DÉCRYPTAGE
Scarlett HADDAD | OLJ16/12/2016
Même si les délais habituels pour la formation du gouvernement n’ont pas encore été dépassés, le retard commence à être inquiétant. Non pas tant pour la gestion des affaires courantes du pays que pour les élections législatives en perspective. Si, comme l’exige la loi, les élections devraient avoir lieu aux alentours du 20 mai 2017, et que les collèges électoraux devraient être convoqués trois mois avant le rendez-vous fixé, cela signifie que les parties politiques ont pratiquement deux mois au grand maximum pour s’entendre sur une nouvelle loi électorale, à supposer que son mécanisme d’application soit simple et n’exige pas un délai supplémentaire pour la formation des fonctionnaires.

--------------------------------

■ CONSIGNE A:
Dans les lignes, reproduisez le passage allant du début jusqu'à la ligne contenant « # example of the reply layout » incluse, en remplaçant « reply layout » par « output format » sans rien modifier d'autre.
L'extrait et les lignes sont indépendants les uns des autres.

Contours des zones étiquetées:
--------------------------------

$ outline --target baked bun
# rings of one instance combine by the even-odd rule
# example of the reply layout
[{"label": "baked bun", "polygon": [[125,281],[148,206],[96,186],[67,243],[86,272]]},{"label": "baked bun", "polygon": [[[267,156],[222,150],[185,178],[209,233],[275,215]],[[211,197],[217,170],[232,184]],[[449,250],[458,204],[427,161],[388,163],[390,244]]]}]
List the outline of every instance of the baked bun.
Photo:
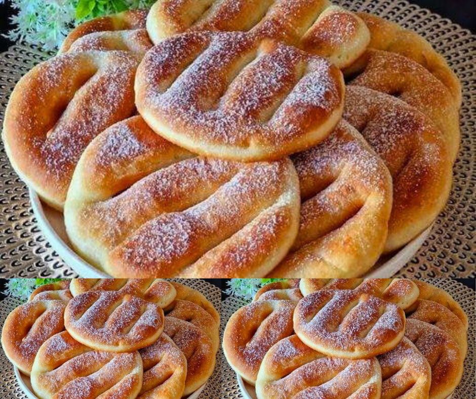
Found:
[{"label": "baked bun", "polygon": [[259,399],[287,397],[380,397],[382,377],[375,357],[329,357],[305,345],[297,335],[273,345],[256,381]]},{"label": "baked bun", "polygon": [[446,204],[452,159],[443,135],[416,108],[364,87],[347,88],[344,116],[385,163],[393,186],[385,251],[429,226]]},{"label": "baked bun", "polygon": [[64,325],[74,339],[91,348],[132,351],[157,340],[164,329],[164,312],[130,294],[89,291],[68,303]]},{"label": "baked bun", "polygon": [[394,348],[405,331],[403,310],[351,290],[323,290],[304,297],[294,331],[306,345],[331,357],[370,358]]},{"label": "baked bun", "polygon": [[163,333],[139,351],[144,367],[140,399],[180,399],[187,377],[187,359],[169,336]]},{"label": "baked bun", "polygon": [[76,164],[102,130],[134,111],[139,60],[124,51],[58,55],[17,84],[5,112],[5,150],[22,179],[62,210]]},{"label": "baked bun", "polygon": [[387,168],[343,120],[323,142],[291,159],[300,185],[299,231],[268,276],[362,275],[385,243],[392,205]]},{"label": "baked bun", "polygon": [[29,375],[36,353],[50,337],[64,330],[64,301],[37,300],[15,308],[2,330],[2,346],[7,357]]},{"label": "baked bun", "polygon": [[63,42],[59,53],[69,51],[78,39],[95,32],[131,31],[145,28],[147,10],[129,10],[87,21],[71,31]]},{"label": "baked bun", "polygon": [[405,337],[431,368],[430,397],[444,399],[451,395],[461,381],[464,361],[456,342],[438,327],[412,318],[407,321]]},{"label": "baked bun", "polygon": [[139,353],[94,350],[67,332],[42,345],[31,372],[31,385],[41,399],[101,397],[134,399],[142,385]]},{"label": "baked bun", "polygon": [[157,134],[189,151],[269,161],[323,141],[342,115],[344,86],[329,61],[239,32],[190,32],[150,50],[136,105]]},{"label": "baked bun", "polygon": [[193,157],[140,116],[82,156],[65,207],[76,251],[111,275],[262,276],[297,232],[299,182],[288,158]]},{"label": "baked bun", "polygon": [[213,372],[215,352],[210,338],[191,323],[175,317],[165,318],[164,332],[170,337],[187,359],[183,396],[196,391]]},{"label": "baked bun", "polygon": [[293,334],[296,301],[257,301],[230,317],[223,335],[226,360],[241,377],[255,385],[264,355],[275,343]]}]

--------------------------------

■ CONSIGNE B:
Selon l'extrait, aux alentours de quelle date les élections législatives devraient-elles avoir lieu ?

■ BONNE RÉPONSE A:
$ outline --target baked bun
# rings of one instance combine by the even-odd rule
# example of the output format

■ BONNE RÉPONSE B:
Aux alentours du 20 mai 2017.